[Dataset items]
BEGIN
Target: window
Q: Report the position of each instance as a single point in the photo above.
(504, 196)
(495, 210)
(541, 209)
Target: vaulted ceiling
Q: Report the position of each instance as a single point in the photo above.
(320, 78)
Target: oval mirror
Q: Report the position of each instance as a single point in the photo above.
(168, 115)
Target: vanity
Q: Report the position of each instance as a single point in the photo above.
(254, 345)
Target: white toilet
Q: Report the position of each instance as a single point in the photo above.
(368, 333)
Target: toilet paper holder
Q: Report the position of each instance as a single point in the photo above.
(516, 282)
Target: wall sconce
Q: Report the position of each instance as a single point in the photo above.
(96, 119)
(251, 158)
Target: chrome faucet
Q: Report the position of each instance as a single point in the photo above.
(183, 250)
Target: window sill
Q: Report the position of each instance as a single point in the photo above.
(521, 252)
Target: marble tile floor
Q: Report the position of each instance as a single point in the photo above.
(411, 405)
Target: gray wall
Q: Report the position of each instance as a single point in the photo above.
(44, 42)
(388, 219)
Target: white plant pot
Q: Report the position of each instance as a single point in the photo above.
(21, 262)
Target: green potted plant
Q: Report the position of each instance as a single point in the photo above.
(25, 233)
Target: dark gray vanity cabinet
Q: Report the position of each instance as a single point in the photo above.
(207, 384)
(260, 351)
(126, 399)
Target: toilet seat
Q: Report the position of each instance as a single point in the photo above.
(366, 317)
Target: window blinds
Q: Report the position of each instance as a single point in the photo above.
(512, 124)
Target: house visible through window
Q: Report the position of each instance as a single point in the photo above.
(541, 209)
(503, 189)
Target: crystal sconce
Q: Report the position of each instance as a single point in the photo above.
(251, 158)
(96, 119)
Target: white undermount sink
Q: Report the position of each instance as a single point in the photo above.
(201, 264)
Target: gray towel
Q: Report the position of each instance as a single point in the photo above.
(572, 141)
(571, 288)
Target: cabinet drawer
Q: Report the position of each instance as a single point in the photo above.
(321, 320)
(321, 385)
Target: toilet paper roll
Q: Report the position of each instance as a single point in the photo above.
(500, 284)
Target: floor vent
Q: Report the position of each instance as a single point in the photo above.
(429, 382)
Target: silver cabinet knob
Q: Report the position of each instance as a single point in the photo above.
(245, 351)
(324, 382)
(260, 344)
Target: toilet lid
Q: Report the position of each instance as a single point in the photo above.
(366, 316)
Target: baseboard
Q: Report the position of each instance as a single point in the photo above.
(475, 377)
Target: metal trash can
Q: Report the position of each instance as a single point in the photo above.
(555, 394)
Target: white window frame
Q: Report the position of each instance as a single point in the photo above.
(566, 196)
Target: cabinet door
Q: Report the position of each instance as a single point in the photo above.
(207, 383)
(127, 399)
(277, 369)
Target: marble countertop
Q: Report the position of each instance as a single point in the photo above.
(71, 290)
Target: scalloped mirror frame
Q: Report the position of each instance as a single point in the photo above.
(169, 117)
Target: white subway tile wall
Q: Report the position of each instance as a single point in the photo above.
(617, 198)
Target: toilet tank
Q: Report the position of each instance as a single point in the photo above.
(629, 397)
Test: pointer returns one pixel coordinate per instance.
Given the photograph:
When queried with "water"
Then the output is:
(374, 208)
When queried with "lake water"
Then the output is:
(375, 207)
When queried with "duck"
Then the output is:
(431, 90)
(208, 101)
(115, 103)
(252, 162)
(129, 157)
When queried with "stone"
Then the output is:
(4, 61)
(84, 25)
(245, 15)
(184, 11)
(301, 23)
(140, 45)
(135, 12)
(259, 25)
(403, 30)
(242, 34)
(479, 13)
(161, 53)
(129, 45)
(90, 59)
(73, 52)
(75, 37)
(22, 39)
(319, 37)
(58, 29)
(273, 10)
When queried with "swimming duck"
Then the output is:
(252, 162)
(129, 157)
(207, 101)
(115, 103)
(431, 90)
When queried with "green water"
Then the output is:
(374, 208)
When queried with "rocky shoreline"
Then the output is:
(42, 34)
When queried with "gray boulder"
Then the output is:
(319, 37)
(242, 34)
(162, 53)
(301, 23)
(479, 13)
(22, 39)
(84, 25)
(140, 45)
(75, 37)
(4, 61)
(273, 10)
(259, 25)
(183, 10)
END
> [Problem requirements]: Identify the lines of the data that contain the word "white". Copy each of them.

> [Result for this exercise]:
Target: white toilet
Target: white plant pot
Target: white undermount sink
Target: white window frame
Target: white subway tile wall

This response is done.